Passage shown:
________________

The more hype the less genuine importance?

Rate-adaptive technologies occupy very little media space but will radically transform the Internet and broadcasting industries.

3D on the other hand is yet again making all the headlines (yes is has done several times over the decades), but I’m convinced this new surge of interest will barely be remembered as just another blip on the radar, a few years from now.

Counting Google hits is by no means science, and you write ‘3D’ in most languages as oppose to “rate adaptive” which is English only, but getting 170 million hits for the search “3D cinema OR TV” (limited to English language) while the search ”rate adaptive cinema OR TV” gets 240 thousand must portray a bit of the hype imbalance between the two topics.

Walking through the booths at IBC for example, you’ll see 3D used on booths whichever way you look, to entice wanderers-bye to stop. Counting the number occurrences of “rate adaptive” on booth walls will be easier!

First let’s look at one reason why 3D is generating such a fuss at places like IBC.

The global economy is apparently picking up after a recession and cyclic industries like the electronics industry need to have something new to push. 3D serves that purpose well. For set makers, there is now a wider and wider array of new high tech parameters to get people to think they need a new TV. On top of the traditional TV specs like screen resolution, size, contrast, colour management etc., there’s also now Internet connectivity, widgets, OTT services and home networking.

________________

Listed records:
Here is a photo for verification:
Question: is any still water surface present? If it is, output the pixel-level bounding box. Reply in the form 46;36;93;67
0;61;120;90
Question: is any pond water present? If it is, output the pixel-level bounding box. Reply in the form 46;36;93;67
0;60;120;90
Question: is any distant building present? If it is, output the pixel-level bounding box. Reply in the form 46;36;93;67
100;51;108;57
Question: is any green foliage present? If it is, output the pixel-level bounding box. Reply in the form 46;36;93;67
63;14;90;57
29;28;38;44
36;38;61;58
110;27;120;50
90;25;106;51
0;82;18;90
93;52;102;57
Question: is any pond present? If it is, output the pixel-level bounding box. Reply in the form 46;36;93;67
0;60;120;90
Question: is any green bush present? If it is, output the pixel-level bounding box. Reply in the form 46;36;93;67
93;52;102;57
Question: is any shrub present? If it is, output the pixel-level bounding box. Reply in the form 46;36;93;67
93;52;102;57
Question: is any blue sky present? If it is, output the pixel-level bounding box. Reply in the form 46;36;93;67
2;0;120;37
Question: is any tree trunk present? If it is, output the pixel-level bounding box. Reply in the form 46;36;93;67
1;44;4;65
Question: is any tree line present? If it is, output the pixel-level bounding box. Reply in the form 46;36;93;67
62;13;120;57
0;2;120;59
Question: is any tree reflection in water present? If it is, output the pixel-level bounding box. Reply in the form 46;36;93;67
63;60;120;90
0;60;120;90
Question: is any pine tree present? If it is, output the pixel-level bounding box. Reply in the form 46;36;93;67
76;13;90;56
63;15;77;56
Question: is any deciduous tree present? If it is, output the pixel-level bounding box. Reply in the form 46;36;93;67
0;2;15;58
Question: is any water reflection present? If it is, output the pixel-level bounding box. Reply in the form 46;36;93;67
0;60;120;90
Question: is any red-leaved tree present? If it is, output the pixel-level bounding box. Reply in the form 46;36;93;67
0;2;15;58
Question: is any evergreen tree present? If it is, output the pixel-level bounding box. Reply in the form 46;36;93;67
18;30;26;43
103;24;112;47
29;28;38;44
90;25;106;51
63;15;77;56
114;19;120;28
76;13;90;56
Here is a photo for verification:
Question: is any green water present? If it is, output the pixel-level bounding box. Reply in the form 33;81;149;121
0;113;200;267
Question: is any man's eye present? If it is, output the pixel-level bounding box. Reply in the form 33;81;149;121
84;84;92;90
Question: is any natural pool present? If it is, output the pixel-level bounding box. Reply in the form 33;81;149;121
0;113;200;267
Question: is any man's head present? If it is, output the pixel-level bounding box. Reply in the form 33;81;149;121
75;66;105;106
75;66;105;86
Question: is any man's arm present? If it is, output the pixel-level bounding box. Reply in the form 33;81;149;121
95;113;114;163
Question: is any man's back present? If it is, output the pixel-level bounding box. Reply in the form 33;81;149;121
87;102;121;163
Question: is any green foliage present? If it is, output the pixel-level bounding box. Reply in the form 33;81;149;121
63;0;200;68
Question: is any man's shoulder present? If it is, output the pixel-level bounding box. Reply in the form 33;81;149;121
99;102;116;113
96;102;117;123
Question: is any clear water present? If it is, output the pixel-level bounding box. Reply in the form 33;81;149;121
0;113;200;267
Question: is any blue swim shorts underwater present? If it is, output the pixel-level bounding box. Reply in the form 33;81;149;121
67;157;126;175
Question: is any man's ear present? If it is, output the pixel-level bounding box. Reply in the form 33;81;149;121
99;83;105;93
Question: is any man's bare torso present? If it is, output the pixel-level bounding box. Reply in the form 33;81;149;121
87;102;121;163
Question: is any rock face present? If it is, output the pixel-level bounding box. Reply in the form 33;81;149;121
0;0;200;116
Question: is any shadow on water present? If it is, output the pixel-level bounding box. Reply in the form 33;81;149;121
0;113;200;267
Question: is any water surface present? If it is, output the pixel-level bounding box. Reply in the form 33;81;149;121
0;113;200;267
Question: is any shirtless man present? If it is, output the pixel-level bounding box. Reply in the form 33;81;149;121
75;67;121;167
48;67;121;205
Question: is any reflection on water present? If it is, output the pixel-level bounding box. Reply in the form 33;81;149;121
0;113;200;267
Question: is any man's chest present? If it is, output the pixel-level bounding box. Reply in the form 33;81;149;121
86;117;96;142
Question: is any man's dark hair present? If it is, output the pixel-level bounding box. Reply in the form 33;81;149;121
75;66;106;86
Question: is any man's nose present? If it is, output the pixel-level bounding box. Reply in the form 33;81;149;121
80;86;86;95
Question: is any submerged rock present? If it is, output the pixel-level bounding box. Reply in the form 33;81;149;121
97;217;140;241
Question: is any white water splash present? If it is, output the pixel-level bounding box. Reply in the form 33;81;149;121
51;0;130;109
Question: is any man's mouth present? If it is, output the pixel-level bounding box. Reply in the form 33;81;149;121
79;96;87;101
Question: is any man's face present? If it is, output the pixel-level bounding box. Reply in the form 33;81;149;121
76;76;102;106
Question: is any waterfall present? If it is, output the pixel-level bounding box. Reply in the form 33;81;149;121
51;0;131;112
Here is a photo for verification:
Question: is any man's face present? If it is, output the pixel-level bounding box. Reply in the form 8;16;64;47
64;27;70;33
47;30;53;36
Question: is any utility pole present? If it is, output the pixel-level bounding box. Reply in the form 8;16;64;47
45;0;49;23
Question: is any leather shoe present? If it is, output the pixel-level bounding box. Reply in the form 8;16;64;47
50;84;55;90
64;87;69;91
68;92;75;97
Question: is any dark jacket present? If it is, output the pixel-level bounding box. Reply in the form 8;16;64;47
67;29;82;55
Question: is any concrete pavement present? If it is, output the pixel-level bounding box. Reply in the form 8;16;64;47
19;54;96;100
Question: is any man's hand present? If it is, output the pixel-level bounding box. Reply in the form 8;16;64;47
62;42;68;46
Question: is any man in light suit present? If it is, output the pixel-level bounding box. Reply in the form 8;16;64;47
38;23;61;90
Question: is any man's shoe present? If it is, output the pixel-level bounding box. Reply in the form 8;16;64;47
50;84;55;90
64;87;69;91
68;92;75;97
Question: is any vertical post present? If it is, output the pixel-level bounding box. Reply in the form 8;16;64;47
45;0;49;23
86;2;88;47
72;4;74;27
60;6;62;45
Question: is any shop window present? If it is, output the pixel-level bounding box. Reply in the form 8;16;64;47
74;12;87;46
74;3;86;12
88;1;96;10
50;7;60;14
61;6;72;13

________________

Jobs:
A: Which features does the passage about 3D hype say TVs now have on top of the traditional TV specs? List all of them.
B: Put this sentence from the passage about 3D hype into Spanish: "First let’s look at one reason why 3D is generating such a fuss at places like IBC."
C: From the passage about 3D hype, extract the part that opens with the words containing "Counting Google hits" and closes with "will be easier!".

Solution list:
A: Internet connectivity, widgets, OTT services, home networking

B: Primero veamos una razón por la que el 3D está generando tanto revuelo en lugares como IBC.

C:
Counting Google hits is by no means science, and you write ‘3D’ in most languages as oppose to “rate adaptive” which is English only, but getting 170 million hits for the search “3D cinema OR TV” (limited to English language) while the search ”rate adaptive cinema OR TV” gets 240 thousand must portray a bit of the hype imbalance between the two topics.

Walking through the booths at IBC for example, you’ll see 3D used on booths whichever way you look, to entice wanderers-bye to stop. Counting the number occurrences of “rate adaptive” on booth walls will be easier!